Необходимо заметить, что Трансгималаи образуют огромный водораздел между Индийским океаном и бессточным районом Внутренней Азии. Но и в этом регионе, особенно в районе озера Лапчунг, Рерихи обнаружили последнюю на их маршруте группу мегалитических памятников [9, с. 406], которые значительно расширили известную в ту пору науке зону их распространения.

И вновь в который раз Юрий Николаевич заявляет о необходимости дальнейших археологических исследований Тибета и связанного с ним евразийского кочевого мира. «Исторические хроники и литературные документы их соседей изобилуют сведениями о пограничных кочевых племенах, их истории, обычаях и свидетельствуют о потрясающем воздействии, произведенном грандиозными по размаху событиями, разыгрывавшимися на обширных пространствах Внутренней Азии» (выделено мною. – В.В.) [5, с. 29].

Подчеркивая историческую роль кочевых племен Центральной Азии и южнорусских степей и их влияние на древние очаги культуры Средиземноморья и Дальнего Востока, Ю.Н.Рерих ставит вопрос о создании специального направления в востоковедении – науки о кочевниках, чье историческое прошлое учеными в этот период не исследовалось. Кочевниковедению, этой новой исторической дисциплине, надлежало в будущем восстановить картину кочевого мира – важнейшего звена между культурами Древнего Китая, Индии и бассейна Средиземного моря.

В те годы, когда номадистике еще не придавалось столь важное значение, какое придавал ей Ю.Н.Рерих, он пишет объемный труд «История Средней Азии». В нем ученый обобщил материалы, накопленные в течение четверти века в результате изучения письменных источников, написанных на разных языках (Юрий Николаевич знал более 30 языков и диалектов Востока и Запада и имел опыт практического исследования в экспедициях 1920–1930-х гг.).

**ЗАДАНИЕ 1**
Перепишите кусок текста о Рерихах начиная с «Необходимо заметить, что» и заканчивая «В.В.) [5, с. 29].» включительно, поменяв «Внутренней Азии» на «Центральной Азии».
**ЗАДАНИЕ 2**
Продолжите текст о Рерихах сразу после его последнего предложения.

**НАБОР ДАННЫХ**
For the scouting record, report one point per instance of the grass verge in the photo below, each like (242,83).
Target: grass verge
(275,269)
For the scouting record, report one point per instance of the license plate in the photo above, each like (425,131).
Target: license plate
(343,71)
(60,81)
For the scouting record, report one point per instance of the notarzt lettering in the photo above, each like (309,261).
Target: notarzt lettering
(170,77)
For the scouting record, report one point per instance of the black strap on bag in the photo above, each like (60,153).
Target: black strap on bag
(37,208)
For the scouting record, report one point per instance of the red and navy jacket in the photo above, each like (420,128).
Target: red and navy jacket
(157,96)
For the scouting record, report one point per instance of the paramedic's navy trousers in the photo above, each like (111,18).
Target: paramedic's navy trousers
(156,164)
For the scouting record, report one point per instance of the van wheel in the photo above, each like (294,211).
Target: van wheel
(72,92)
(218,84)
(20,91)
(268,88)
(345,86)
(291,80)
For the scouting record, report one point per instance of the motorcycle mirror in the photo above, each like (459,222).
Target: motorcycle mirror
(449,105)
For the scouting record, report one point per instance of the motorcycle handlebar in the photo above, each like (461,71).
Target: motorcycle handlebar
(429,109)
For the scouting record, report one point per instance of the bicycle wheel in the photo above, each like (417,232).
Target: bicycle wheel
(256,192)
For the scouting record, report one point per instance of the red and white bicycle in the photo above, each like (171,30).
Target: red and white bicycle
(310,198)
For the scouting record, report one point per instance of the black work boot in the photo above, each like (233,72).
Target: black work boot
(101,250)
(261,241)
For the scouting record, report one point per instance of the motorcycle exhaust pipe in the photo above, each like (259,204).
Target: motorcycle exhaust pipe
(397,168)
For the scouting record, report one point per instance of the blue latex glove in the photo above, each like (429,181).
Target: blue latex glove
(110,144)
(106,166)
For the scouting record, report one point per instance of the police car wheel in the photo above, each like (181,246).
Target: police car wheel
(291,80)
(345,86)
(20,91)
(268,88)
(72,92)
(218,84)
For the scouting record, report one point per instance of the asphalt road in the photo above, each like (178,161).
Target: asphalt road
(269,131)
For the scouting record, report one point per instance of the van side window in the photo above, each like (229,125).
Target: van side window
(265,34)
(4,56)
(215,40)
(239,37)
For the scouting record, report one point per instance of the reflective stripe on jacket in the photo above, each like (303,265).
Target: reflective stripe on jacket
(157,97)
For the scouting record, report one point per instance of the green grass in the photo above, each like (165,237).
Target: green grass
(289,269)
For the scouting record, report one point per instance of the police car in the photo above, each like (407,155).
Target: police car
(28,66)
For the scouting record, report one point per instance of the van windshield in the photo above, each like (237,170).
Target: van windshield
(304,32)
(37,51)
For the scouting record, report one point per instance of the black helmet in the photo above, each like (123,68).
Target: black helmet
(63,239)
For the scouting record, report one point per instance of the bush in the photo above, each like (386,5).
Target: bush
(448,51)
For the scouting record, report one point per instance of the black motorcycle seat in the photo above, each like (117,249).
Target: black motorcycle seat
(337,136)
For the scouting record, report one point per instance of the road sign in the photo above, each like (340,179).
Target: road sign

**ОТВЕТ 1**
Необходимо заметить, что Трансгималаи образуют огромный водораздел между Индийским океаном и бессточным районом Центральной Азии. Но и в этом регионе, особенно в районе озера Лапчунг, Рерихи обнаружили последнюю на их маршруте группу мегалитических памятников [9, с. 406], которые значительно расширили известную в ту пору науке зону их распространения.

И вновь в который раз Юрий Николаевич заявляет о необходимости дальнейших археологических исследований Тибета и связанного с ним евразийского кочевого мира. «Исторические хроники и литературные документы их соседей изобилуют сведениями о пограничных кочевых племенах, их истории, обычаях и свидетельствуют о потрясающем воздействии, произведенном грандиозными по размаху событиями, разыгрывавшимися на обширных пространствах Центральной Азии» (выделено мною. – В.В.) [5, с. 29].

**ОТВЕТ 2**
Именно в первом томе «Истории Средней Азии» Ю.Н.Рерих исследует те самые потрясающие воздействия, которые произвели грандиозные по размаху события, разыгравшиеся на обширных пространствах Внутренней Азии. А события происходили действительно потрясающие и касаются они древнейшего периода истории, над которым ученые до сих пор ломают головы и пересматривают концепции истории протоиндоариев.

Прежде чем приступить к анализу этой исторической проблемы, Ю.Н.Рерих дает географическое понятие «кормящему» (по Л.Н.Гумилеву) ландшафту, среде обитания номадов: «…под понятием “Средняя Азия” мы понимаем всю совокупность областей, простирающихся от Кавказа на западе до Большого Хинганского хребта на востоке. <…> На западе, к северу от Западного Туркестана, эта граница менее резко выражена: ее образует здесь пояс холмов, сложенных из древних и сильно выветренных горных пород, пролегающих по Киргизской степи; этот пояс также является климатической границей по направлению к Северной Азии» [1, с. 32].

Тянь-шаньская горная система занимает центральное и выдающееся положение в орографии Средней Азии. Причем «наиболее характерными признаками орографии Тянь-Шаня являются: ряд гигантских параллельных складок широтного простирания, широкие продольные долины (прежние замкнутые водные бассейны) и узкие меридиональные ущелья (тектонические трещины)» [1, с. 33].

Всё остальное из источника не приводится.